### Work to be completed
Reproduce, character for character, the entries from their opening line through the line with "[point] cyclist's hand".

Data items
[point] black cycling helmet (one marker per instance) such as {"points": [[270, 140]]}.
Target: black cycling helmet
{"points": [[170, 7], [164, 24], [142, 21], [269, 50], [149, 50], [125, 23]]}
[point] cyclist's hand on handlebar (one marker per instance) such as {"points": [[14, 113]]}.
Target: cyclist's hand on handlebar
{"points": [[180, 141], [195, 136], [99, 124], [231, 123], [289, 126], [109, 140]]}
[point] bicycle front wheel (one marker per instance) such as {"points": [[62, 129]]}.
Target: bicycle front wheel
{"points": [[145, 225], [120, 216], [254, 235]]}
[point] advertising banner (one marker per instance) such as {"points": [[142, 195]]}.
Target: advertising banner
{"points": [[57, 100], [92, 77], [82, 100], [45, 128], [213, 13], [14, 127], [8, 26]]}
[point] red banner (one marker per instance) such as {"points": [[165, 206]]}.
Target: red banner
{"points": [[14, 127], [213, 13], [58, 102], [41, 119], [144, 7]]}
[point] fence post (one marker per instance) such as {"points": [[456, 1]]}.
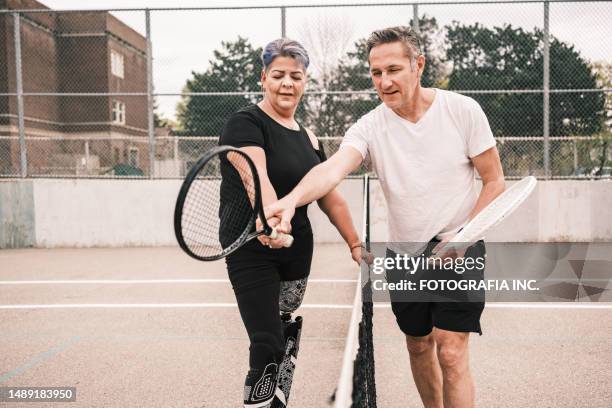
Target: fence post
{"points": [[283, 22], [546, 121], [151, 124], [19, 85]]}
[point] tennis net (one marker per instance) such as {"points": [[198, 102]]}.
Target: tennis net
{"points": [[357, 386]]}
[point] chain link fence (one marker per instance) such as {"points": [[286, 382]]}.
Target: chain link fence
{"points": [[144, 93]]}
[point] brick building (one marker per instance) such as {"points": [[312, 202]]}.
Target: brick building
{"points": [[73, 52]]}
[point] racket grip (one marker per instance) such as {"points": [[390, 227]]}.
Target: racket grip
{"points": [[285, 238]]}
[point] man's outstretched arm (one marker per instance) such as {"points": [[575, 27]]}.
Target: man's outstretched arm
{"points": [[319, 181]]}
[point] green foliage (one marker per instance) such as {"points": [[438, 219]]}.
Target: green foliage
{"points": [[512, 58], [334, 114], [235, 68]]}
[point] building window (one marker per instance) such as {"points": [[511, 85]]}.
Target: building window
{"points": [[133, 157], [119, 112], [117, 64]]}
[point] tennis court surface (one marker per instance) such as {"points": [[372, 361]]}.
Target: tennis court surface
{"points": [[151, 327]]}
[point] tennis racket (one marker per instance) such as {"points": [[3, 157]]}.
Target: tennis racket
{"points": [[497, 210], [218, 205]]}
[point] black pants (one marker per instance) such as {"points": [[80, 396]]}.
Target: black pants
{"points": [[257, 274]]}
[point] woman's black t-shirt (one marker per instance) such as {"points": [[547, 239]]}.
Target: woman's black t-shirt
{"points": [[289, 153]]}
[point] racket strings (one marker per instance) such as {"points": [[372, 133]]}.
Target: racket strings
{"points": [[218, 208]]}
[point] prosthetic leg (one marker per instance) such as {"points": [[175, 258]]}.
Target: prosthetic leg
{"points": [[292, 329]]}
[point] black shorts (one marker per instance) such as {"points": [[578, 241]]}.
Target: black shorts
{"points": [[461, 314]]}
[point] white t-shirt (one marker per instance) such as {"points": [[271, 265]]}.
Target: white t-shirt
{"points": [[424, 168]]}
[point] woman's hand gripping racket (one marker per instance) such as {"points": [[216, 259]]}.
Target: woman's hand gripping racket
{"points": [[497, 210], [218, 206]]}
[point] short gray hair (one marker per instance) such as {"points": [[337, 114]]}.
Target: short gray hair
{"points": [[284, 47], [404, 34]]}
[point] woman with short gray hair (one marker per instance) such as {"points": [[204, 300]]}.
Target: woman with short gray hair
{"points": [[269, 281]]}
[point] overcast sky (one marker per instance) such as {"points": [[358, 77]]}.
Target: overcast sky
{"points": [[183, 41]]}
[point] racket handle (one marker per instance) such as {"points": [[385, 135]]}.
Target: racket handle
{"points": [[285, 238]]}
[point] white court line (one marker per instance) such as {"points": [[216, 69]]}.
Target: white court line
{"points": [[130, 281], [153, 305], [517, 305], [305, 306]]}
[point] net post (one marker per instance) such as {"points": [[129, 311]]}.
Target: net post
{"points": [[546, 86], [150, 113], [19, 85]]}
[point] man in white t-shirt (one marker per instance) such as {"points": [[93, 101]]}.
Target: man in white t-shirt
{"points": [[425, 145]]}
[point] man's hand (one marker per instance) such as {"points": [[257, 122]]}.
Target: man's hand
{"points": [[356, 254], [454, 253], [284, 210], [266, 240]]}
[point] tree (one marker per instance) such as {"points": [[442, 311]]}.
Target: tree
{"points": [[508, 58], [235, 68], [353, 74], [511, 59]]}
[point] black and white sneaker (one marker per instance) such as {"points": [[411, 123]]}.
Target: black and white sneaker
{"points": [[260, 386]]}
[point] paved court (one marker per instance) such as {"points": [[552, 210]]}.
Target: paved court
{"points": [[172, 336]]}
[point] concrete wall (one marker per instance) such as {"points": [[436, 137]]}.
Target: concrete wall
{"points": [[56, 213]]}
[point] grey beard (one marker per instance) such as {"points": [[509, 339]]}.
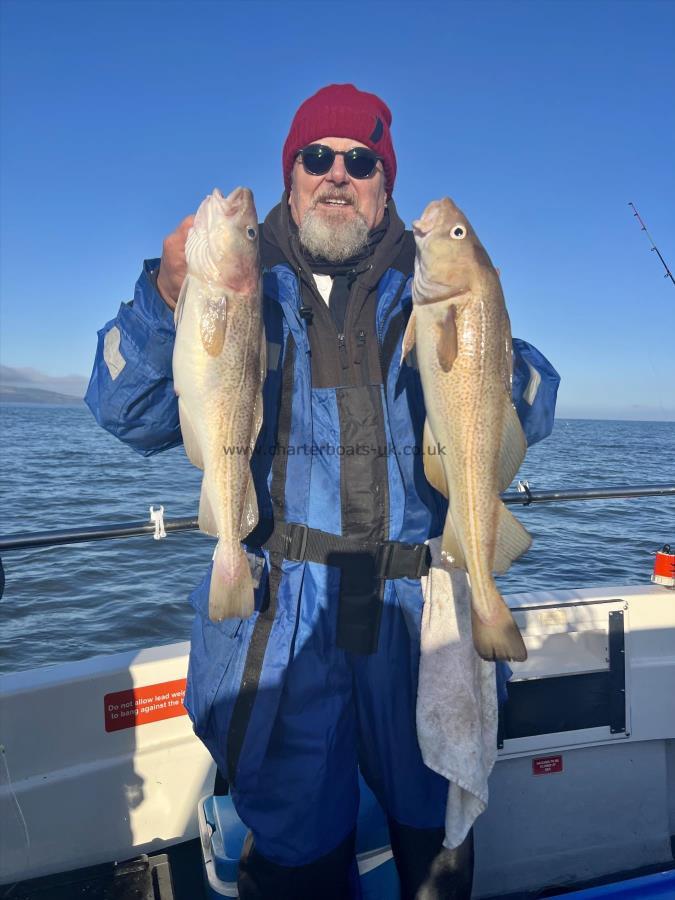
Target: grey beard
{"points": [[332, 241]]}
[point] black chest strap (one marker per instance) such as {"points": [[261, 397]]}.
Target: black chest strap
{"points": [[392, 559]]}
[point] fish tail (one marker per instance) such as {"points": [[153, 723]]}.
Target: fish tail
{"points": [[231, 590], [500, 638]]}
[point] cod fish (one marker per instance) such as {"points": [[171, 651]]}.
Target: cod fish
{"points": [[219, 364], [473, 441]]}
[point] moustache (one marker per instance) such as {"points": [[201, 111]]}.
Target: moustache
{"points": [[346, 197]]}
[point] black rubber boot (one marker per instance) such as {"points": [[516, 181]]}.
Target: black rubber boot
{"points": [[327, 878], [428, 870]]}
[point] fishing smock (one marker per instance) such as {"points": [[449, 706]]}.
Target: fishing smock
{"points": [[322, 678]]}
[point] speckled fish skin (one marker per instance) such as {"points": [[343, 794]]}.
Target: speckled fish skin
{"points": [[474, 443], [219, 367]]}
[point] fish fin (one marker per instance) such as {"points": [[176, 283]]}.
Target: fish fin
{"points": [[408, 337], [512, 448], [450, 545], [501, 639], [231, 588], [249, 515], [433, 467], [213, 325], [191, 443], [180, 303], [207, 519], [446, 345], [259, 404], [512, 541]]}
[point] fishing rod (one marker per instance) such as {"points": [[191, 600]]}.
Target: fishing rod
{"points": [[668, 274], [524, 496]]}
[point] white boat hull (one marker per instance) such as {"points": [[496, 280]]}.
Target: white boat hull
{"points": [[74, 794]]}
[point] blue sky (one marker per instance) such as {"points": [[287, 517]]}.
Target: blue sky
{"points": [[541, 119]]}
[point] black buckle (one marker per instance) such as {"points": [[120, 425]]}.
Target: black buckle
{"points": [[423, 560], [383, 556], [296, 541], [396, 559]]}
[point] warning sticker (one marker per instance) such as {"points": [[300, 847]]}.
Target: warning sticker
{"points": [[142, 705], [546, 765]]}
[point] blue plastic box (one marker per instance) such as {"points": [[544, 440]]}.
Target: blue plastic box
{"points": [[222, 835], [660, 886]]}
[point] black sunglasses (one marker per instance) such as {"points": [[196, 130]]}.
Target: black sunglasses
{"points": [[360, 162]]}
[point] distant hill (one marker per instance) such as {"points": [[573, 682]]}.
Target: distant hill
{"points": [[11, 394], [26, 385]]}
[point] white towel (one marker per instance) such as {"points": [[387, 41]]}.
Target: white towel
{"points": [[456, 698]]}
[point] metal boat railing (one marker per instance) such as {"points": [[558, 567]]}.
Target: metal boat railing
{"points": [[524, 496]]}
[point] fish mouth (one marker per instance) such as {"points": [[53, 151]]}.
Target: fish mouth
{"points": [[236, 201], [435, 214]]}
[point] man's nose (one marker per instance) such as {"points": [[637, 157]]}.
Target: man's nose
{"points": [[338, 173]]}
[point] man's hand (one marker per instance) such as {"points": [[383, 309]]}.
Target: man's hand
{"points": [[173, 267]]}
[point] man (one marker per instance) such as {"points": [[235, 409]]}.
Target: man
{"points": [[322, 679]]}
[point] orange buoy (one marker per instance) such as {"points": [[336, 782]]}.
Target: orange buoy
{"points": [[664, 567]]}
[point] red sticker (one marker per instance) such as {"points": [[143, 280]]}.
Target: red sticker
{"points": [[546, 765], [142, 705]]}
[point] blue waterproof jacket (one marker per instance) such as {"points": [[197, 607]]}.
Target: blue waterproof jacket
{"points": [[282, 710]]}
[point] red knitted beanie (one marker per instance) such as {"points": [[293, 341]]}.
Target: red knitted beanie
{"points": [[341, 110]]}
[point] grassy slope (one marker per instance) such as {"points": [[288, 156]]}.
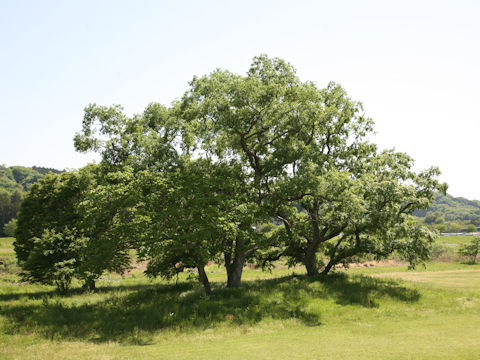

### Result
[point] black cycling helmet (one marker per instance) such as {"points": [[270, 140]]}.
Target: black cycling helmet
{"points": [[170, 7], [164, 24], [142, 21], [269, 50], [149, 50], [125, 23]]}
[point] cyclist's hand on handlebar (one marker per instance) such as {"points": [[14, 113]]}.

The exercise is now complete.